TASK INPUT >>
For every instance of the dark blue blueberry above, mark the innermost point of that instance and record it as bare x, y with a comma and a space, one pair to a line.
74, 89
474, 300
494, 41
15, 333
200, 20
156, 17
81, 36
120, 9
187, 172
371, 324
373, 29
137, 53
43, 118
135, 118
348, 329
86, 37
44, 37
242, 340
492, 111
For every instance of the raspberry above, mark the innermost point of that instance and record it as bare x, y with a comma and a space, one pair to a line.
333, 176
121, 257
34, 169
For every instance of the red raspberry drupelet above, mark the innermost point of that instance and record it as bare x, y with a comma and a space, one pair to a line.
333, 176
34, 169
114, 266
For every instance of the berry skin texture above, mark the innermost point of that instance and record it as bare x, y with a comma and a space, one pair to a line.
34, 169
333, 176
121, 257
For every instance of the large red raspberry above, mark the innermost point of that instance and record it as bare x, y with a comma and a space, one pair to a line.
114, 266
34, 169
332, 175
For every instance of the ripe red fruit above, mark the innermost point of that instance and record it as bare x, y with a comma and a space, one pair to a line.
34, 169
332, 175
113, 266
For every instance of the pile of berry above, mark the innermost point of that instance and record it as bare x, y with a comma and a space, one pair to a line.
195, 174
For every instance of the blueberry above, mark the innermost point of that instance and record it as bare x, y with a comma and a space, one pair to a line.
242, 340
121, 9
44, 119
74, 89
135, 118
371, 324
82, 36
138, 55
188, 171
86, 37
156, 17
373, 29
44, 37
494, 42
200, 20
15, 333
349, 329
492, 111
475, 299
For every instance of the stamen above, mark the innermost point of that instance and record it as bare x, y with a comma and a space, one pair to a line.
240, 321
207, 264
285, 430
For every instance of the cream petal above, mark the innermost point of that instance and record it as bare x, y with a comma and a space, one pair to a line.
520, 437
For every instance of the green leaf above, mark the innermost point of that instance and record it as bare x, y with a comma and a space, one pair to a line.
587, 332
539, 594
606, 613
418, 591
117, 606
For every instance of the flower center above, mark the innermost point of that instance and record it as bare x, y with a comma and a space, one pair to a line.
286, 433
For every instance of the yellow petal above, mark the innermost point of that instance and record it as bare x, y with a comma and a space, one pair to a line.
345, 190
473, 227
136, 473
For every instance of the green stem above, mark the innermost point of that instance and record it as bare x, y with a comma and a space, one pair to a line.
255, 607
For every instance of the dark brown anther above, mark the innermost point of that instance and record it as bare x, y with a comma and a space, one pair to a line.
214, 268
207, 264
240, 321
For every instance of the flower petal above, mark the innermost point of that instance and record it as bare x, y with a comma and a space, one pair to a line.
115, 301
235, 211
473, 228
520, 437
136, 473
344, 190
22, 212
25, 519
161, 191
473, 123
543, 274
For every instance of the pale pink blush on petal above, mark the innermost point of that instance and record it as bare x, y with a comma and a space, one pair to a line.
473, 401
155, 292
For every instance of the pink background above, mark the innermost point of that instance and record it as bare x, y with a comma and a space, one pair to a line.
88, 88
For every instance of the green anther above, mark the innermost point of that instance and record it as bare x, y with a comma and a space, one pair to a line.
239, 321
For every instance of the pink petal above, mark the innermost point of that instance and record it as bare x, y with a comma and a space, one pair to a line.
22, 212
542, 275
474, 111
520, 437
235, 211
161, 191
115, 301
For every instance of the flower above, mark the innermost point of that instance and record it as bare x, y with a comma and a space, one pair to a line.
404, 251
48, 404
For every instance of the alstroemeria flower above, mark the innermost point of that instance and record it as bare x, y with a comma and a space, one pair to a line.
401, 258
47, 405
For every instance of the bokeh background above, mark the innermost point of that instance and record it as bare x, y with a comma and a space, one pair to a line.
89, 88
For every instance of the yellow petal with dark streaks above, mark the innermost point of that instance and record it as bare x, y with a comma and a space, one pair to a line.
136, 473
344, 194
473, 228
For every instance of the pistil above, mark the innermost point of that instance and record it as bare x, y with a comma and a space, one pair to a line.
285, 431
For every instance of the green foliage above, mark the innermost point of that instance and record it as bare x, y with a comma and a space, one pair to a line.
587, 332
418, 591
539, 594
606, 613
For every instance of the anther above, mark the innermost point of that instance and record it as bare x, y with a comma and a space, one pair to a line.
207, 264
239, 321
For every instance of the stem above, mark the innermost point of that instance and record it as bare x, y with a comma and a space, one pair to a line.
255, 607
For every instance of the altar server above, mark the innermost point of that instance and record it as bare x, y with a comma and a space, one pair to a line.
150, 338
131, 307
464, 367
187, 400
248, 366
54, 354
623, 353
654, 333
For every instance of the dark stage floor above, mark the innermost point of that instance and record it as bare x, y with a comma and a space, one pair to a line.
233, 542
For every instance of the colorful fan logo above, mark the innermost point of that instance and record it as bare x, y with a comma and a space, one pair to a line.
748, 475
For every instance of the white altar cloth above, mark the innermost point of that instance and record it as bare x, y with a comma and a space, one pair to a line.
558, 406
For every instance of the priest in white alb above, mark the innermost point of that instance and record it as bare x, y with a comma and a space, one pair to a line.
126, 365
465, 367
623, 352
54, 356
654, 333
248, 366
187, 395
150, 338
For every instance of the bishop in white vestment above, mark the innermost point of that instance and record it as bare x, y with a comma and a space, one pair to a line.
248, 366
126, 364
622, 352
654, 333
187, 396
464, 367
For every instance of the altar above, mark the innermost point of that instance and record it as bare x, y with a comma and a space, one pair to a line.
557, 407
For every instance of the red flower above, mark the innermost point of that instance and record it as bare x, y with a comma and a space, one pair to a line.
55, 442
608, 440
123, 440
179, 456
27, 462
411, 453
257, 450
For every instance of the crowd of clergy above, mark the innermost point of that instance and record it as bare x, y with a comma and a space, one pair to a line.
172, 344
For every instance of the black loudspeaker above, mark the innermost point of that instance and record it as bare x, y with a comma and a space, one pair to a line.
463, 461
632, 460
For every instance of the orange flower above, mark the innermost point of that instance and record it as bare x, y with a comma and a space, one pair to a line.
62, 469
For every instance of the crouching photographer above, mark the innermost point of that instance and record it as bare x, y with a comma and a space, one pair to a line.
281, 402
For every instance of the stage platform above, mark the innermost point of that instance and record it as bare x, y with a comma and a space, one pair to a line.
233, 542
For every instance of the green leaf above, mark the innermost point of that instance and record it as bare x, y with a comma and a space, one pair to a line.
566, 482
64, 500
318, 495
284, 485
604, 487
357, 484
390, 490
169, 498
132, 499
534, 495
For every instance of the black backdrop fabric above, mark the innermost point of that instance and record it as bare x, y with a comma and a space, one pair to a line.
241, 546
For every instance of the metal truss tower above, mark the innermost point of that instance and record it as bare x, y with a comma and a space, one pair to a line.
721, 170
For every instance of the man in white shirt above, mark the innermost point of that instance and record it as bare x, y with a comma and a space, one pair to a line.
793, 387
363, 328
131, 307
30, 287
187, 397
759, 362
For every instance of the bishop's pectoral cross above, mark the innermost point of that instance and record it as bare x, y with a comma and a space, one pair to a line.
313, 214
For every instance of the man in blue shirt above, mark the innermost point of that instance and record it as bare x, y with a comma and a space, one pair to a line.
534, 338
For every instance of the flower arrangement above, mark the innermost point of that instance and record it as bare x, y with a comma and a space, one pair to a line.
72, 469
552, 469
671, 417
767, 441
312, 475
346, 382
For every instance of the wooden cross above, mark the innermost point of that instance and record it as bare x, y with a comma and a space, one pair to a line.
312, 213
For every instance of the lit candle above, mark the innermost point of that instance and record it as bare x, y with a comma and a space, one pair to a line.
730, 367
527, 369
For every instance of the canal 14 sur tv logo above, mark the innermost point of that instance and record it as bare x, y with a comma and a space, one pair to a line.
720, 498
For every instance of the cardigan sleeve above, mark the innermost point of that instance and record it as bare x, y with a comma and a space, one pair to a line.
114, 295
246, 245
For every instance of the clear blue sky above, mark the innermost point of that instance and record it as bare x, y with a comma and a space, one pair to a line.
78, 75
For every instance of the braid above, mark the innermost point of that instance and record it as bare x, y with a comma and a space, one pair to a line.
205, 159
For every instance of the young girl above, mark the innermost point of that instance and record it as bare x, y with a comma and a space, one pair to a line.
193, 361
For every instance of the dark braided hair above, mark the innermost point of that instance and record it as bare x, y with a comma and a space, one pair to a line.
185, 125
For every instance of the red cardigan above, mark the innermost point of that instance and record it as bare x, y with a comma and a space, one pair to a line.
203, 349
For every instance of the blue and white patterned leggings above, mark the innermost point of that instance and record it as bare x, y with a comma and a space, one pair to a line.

TASK PROMPT >> Everything from the line containing "For every instance of the dark braided" through the final line of the listing, inclusive, must be reproduced exactly; leave out the rest.

RESULT FOR THIS EXERCISE >>
For every instance of the dark braided hair above, mark the innermost point of that instance and record it as bare x, y with a comma and a space, one pair to a line.
185, 125
For every instance of the red cardigan above, mark the innermost point of that instance and record it as bare x, y with a comma and a space, one pair to a line.
203, 349
For every instance of the blue and white patterned leggings above, mark the innermost point of that instance and record it as bare x, y with a comma and a space, one pair to a line.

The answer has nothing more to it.